[Collection entries]
-- begin --
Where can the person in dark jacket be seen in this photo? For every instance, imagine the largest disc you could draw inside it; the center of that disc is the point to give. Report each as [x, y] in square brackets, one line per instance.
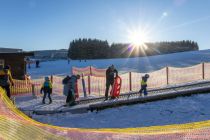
[144, 85]
[6, 79]
[110, 79]
[70, 89]
[47, 88]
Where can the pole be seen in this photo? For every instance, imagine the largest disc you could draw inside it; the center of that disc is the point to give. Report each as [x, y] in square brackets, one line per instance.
[167, 76]
[33, 91]
[89, 84]
[203, 70]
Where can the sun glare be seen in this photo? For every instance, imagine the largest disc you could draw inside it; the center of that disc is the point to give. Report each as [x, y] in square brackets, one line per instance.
[138, 39]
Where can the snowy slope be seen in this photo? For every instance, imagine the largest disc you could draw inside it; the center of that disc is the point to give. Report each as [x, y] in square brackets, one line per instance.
[139, 64]
[174, 111]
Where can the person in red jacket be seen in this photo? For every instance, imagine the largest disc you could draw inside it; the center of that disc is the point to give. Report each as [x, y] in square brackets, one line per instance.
[6, 79]
[110, 79]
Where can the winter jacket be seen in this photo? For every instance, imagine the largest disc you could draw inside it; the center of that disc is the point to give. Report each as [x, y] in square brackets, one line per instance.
[144, 81]
[46, 87]
[69, 84]
[110, 74]
[6, 78]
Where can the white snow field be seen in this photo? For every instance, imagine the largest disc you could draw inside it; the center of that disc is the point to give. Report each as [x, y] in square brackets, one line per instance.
[172, 111]
[138, 64]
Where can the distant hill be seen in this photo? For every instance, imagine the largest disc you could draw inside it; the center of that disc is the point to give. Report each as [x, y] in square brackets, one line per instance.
[51, 54]
[98, 49]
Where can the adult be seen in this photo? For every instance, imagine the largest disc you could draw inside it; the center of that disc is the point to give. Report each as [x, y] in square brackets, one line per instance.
[37, 63]
[144, 85]
[70, 88]
[6, 79]
[110, 79]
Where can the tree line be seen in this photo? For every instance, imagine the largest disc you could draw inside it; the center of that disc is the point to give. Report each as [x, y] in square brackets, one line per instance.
[99, 49]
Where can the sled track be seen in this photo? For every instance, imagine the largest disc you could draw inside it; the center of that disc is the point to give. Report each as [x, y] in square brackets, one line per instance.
[157, 91]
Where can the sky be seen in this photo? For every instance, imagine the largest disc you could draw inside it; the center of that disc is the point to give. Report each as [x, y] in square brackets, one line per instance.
[53, 24]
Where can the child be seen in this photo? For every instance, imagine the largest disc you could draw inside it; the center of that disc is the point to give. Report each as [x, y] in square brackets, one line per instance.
[47, 88]
[144, 85]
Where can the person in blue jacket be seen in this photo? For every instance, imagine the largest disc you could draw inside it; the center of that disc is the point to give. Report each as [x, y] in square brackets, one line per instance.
[144, 85]
[70, 89]
[47, 88]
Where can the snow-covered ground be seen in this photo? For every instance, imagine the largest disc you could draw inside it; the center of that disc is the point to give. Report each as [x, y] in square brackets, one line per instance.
[138, 64]
[173, 111]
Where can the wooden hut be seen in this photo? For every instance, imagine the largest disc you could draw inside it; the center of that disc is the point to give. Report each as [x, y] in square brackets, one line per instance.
[16, 60]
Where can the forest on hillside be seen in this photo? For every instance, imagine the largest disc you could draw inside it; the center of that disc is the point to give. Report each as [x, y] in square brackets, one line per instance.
[99, 49]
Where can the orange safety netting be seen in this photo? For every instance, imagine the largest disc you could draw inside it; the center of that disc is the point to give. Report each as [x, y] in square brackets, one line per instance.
[95, 81]
[14, 125]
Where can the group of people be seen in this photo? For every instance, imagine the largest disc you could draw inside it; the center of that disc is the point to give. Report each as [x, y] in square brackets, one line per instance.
[69, 83]
[6, 79]
[69, 89]
[111, 73]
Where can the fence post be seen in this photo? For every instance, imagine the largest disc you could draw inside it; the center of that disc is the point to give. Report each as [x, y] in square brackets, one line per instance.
[89, 84]
[203, 70]
[33, 91]
[130, 81]
[167, 76]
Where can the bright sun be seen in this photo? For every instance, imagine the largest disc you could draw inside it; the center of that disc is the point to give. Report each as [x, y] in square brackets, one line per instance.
[138, 39]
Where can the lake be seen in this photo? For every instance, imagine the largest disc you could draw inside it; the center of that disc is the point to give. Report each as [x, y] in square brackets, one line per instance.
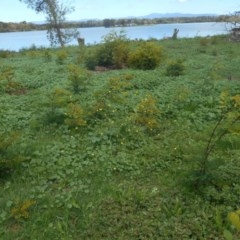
[15, 41]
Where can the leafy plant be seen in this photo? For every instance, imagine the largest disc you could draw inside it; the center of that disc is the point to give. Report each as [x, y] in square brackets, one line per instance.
[146, 56]
[61, 56]
[175, 68]
[77, 78]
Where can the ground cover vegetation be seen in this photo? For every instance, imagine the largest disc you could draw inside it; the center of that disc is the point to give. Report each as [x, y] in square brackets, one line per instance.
[98, 144]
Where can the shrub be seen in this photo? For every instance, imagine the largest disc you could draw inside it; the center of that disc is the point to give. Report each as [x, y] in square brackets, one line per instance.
[61, 56]
[75, 116]
[8, 160]
[91, 59]
[175, 68]
[146, 56]
[111, 53]
[77, 78]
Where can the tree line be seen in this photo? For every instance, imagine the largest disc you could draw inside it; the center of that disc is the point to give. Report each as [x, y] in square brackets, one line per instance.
[60, 32]
[123, 22]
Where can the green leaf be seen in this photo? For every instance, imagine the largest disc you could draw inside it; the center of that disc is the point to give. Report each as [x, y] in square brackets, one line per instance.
[227, 234]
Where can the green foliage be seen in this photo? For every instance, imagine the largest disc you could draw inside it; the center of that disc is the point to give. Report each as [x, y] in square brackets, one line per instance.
[113, 52]
[75, 116]
[109, 163]
[175, 68]
[78, 78]
[61, 56]
[146, 113]
[146, 56]
[8, 159]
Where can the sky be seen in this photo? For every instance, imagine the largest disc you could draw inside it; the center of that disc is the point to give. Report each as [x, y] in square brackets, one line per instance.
[16, 11]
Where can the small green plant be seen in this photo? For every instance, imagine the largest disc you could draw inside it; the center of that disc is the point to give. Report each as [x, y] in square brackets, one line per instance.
[234, 219]
[175, 68]
[61, 56]
[146, 113]
[58, 100]
[146, 56]
[225, 125]
[47, 55]
[21, 211]
[8, 160]
[75, 116]
[78, 78]
[203, 42]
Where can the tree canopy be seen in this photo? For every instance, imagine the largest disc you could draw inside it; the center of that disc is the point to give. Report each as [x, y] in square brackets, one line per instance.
[55, 12]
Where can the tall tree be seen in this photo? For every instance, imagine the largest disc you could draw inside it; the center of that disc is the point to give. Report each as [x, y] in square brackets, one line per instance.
[55, 12]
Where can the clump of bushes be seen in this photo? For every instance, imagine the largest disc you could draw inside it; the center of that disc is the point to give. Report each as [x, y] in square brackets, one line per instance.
[175, 68]
[146, 56]
[8, 159]
[61, 56]
[116, 52]
[77, 78]
[111, 53]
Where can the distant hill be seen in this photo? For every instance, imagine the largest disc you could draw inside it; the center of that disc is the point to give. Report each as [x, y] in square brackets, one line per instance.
[174, 15]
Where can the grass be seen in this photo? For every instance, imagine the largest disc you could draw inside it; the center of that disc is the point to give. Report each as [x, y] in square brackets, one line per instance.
[122, 165]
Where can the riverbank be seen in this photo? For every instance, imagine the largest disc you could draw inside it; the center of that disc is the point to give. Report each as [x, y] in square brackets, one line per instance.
[27, 26]
[125, 154]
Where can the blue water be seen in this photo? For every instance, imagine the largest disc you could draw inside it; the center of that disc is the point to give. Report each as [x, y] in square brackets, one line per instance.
-- end --
Your task is to return, exactly and on their own, the lines from the one containing "Where can the grass" through the last line of the listing.

Where can the grass be seen in this photo? For every instance, imagine the largest disc you could draw inside it; the center of that disc is the point to give. Report each as [x, y] in square brackets, one line per instance.
[122, 165]
Where can the riverbank be seen in this photo? For every instance, imagine the largest disc you could draw inside it; the center of that disc is the point to give. Report each as [x, y] in square brackets, one line per instance.
[27, 26]
[125, 154]
Where can the blue water be seen in this photo? For every instance, imagine the largest disc you could draw inside it; the center of that disc is the point to give. Report each as [x, y] in square brackets, one line per instance.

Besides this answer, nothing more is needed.